| QUOTED TEXT |
********************
INTRODUCTION

Spiders are increasingly being used as a model ecological object for studying the state and dynamics of the natural environments (Trilikauskas, 2010; Piterkina, 2011; etc.). This is an extremely diverse group of arthropods both in taxonomic and ecological terms. Spider-population characteristics can be reliable indicators of temporal and spatial changes in different habitats.

Studies of spiders on the territory of Kazakhstan have not yet covered its central part and, in most cases, described faunal patterns (Savelieva, 1970, 1979; etc.). Active research began only at the beginning of this century. There is a number of faunistic works for East Kazakhstan (Tuneva, 2004; Marusik and Logunov, 2011); however, synecological and zoogeographical studies of spiders have not yet been carried out on this territory. Spiders of West Kazakhstan are being studied more actively (Ponomarev, 2007a, 2007b, 2008). The structure of spider communities in semideserts of this region is summarized in the work of Piterkina (2011). Thus, the fauna and ecology of spiders in the steppes of central Kazakhstan remain unexplored.

The plains of central Kazakhstan are characterized by continental climate and poorly expressed relief and can serve as a matrix of environmental factors. A wide range of environmental conditions of the steppes of central Kazakhstan is expressed on a geographical scale in the form of a system of latitudinal zones and subzones that form a regular gradient and, on a local scale, in the form of catenas (drainage series of biocenoses), along which moisture and salinity change regularly.

In general, the amount of heat increases from the northern boundaries of the steppe zone to the southern ones; the amount of atmospheric precipitation decreases; and evaporation, moisture deficit, and general aridization of habitats increase. The seasonal patterns of precipitation changes in the same direction: precipitation maximums shift from July to the spring–early summer period (Prirodnye usloviya…, 1969; Beresneva, 2006).
********************
| RECORDED DATA |
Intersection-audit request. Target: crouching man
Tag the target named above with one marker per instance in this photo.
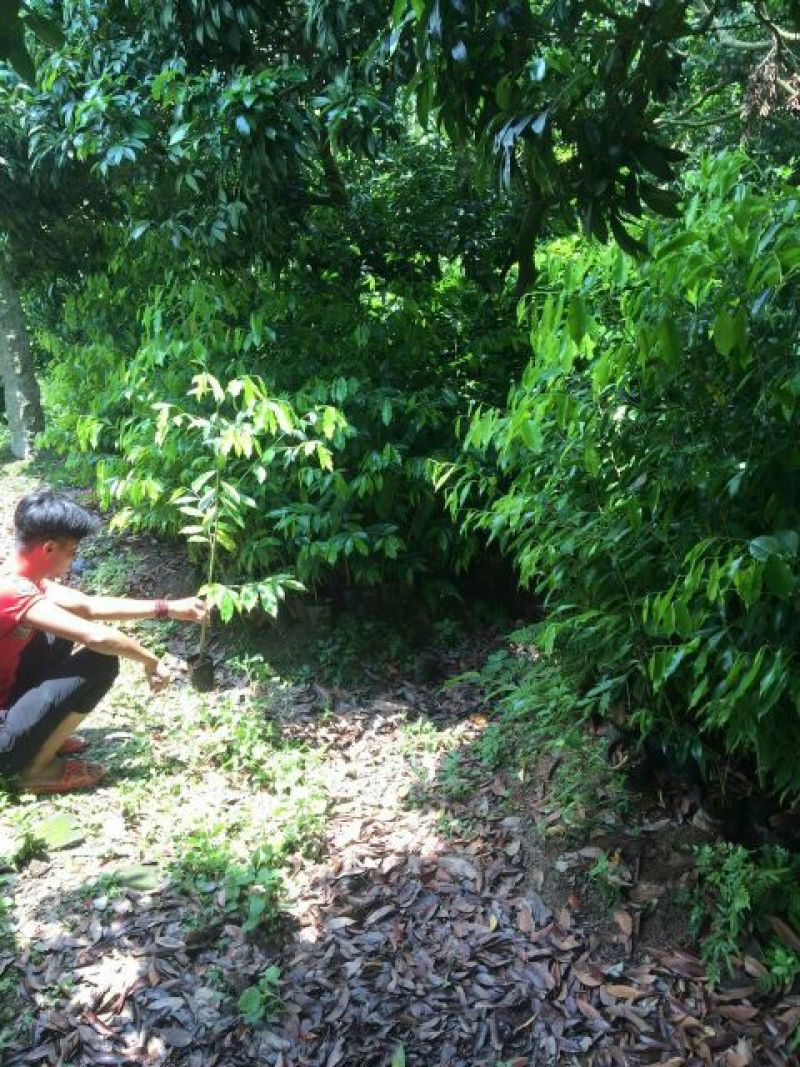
(58, 659)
********************
| EXERCISE INSTRUCTIONS |
a) Reproduce the passage from the introduction on spiders starting at "INTRODUCTION" up to and including "in different habitats.".
b) According to the introduction on spiders, which conditions increase from the northern boundaries of the steppe zone to the southern ones? List them all.
This material was taken from a different source than the introduction on spiders.

| WORKED SOLUTIONS |
a)
INTRODUCTION

Spiders are increasingly being used as a model ecological object for studying the state and dynamics of the natural environments (Trilikauskas, 2010; Piterkina, 2011; etc.). This is an extremely diverse group of arthropods both in taxonomic and ecological terms. Spider-population characteristics can be reliable indicators of temporal and spatial changes in different habitats.

b)
- The amount of heat
- Evaporation
- Moisture deficit
- General aridization of habitats